> WHAT YOU NEED TO DO
Write out each of the entries below verbatim, keeping every line as it appears.

(Excerpts of location labeling data)
— begin —
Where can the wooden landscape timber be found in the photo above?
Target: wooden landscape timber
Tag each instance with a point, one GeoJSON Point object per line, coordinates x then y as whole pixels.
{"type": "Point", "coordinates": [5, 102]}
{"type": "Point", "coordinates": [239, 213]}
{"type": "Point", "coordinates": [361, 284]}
— end —
> FULL OUTPUT
Where can the wooden landscape timber be found in the photo above?
Target: wooden landscape timber
Tag each instance with a point, one GeoJSON Point object per line, coordinates x then y as whole pixels.
{"type": "Point", "coordinates": [5, 102]}
{"type": "Point", "coordinates": [239, 213]}
{"type": "Point", "coordinates": [361, 284]}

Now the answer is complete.